◆ **Exercise requirements**
Resize the data from the line with "target: gray hair" up to and including the last line of the data, writing out every line in that range again with all other text unchanged. Multiply each pixel coordinate in the points by 0.8 and round it to a whole number, with halves rounding up.
## begin Stored records
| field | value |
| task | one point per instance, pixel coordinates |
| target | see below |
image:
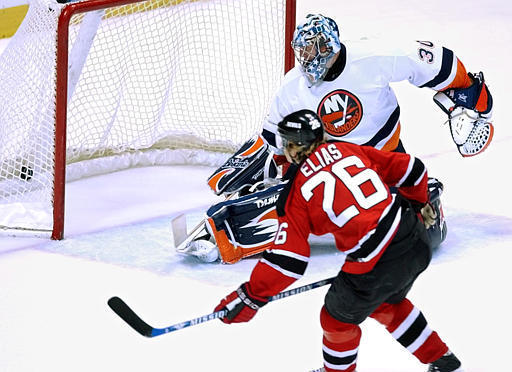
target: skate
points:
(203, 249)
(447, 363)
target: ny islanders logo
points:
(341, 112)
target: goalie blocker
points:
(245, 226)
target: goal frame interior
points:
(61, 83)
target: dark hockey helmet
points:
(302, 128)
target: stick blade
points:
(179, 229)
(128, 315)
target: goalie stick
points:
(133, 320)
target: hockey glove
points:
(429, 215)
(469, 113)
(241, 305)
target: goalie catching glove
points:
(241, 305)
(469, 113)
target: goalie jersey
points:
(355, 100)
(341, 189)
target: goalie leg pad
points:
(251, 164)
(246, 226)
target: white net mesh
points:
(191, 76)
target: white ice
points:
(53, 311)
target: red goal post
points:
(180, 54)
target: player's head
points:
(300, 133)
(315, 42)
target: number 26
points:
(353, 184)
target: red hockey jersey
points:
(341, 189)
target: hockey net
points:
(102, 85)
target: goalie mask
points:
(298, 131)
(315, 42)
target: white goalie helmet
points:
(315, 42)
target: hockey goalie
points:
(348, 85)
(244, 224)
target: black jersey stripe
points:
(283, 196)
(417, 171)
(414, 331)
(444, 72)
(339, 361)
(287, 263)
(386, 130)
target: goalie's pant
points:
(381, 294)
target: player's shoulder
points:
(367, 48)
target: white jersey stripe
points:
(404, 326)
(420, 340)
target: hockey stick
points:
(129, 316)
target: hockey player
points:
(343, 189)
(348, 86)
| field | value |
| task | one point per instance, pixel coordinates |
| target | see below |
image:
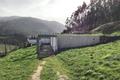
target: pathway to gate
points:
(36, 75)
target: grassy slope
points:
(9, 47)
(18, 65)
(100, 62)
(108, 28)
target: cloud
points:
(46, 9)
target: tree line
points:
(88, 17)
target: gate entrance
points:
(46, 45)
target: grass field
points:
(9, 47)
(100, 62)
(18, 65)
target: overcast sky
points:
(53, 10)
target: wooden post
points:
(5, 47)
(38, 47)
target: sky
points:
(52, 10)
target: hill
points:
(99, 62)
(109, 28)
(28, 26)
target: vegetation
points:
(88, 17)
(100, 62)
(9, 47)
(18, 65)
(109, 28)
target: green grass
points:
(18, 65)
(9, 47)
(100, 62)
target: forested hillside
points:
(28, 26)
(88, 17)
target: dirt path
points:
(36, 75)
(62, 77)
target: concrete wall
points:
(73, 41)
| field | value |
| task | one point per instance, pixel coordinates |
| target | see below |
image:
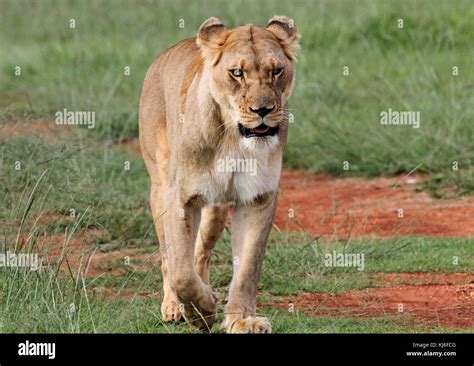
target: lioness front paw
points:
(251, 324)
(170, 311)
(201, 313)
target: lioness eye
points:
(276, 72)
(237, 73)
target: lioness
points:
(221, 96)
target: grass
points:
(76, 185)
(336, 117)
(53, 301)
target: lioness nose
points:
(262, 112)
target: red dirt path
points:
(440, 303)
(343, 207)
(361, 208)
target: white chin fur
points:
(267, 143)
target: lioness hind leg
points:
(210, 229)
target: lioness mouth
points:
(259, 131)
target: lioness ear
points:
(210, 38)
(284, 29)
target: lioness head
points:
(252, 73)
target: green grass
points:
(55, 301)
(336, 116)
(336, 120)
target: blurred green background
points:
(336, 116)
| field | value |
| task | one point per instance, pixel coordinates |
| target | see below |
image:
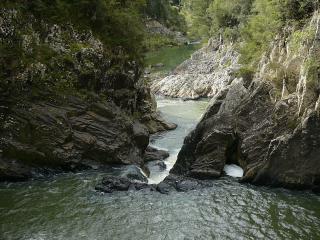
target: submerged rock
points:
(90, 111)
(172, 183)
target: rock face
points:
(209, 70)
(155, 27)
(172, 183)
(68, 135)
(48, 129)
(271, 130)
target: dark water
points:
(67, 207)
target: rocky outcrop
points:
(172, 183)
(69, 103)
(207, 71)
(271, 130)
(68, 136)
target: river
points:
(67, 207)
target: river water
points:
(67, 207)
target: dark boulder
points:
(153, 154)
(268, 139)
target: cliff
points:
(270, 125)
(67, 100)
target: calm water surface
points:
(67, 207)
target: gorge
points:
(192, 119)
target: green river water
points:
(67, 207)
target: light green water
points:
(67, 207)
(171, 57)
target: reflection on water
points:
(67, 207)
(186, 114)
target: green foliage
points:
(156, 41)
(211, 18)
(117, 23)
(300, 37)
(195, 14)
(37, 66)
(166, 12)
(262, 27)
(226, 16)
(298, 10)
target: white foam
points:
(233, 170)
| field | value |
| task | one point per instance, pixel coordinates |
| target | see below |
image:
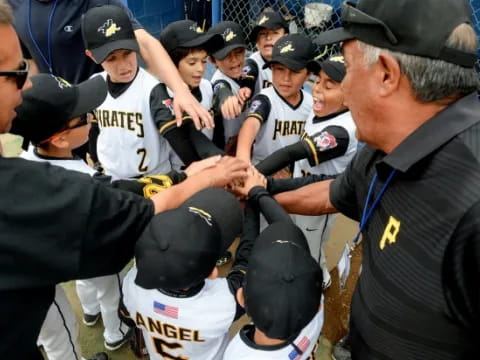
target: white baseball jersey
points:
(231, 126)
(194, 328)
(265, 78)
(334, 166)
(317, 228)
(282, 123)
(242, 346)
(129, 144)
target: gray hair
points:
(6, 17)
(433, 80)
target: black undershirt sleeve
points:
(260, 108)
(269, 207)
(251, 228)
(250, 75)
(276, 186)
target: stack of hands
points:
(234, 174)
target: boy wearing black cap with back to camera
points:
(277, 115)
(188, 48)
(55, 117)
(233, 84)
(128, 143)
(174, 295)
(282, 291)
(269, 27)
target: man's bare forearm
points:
## end Stored records
◆ **Correct response**
target: gray hair
points:
(5, 14)
(346, 64)
target: black undershirt sleeve
points:
(208, 86)
(215, 166)
(201, 182)
(200, 60)
(221, 149)
target: stack of hands
points:
(187, 139)
target: boy wearing black cap with back to camera
points:
(222, 92)
(150, 38)
(44, 94)
(186, 67)
(102, 114)
(139, 236)
(226, 233)
(215, 22)
target: man's bare forearm
points:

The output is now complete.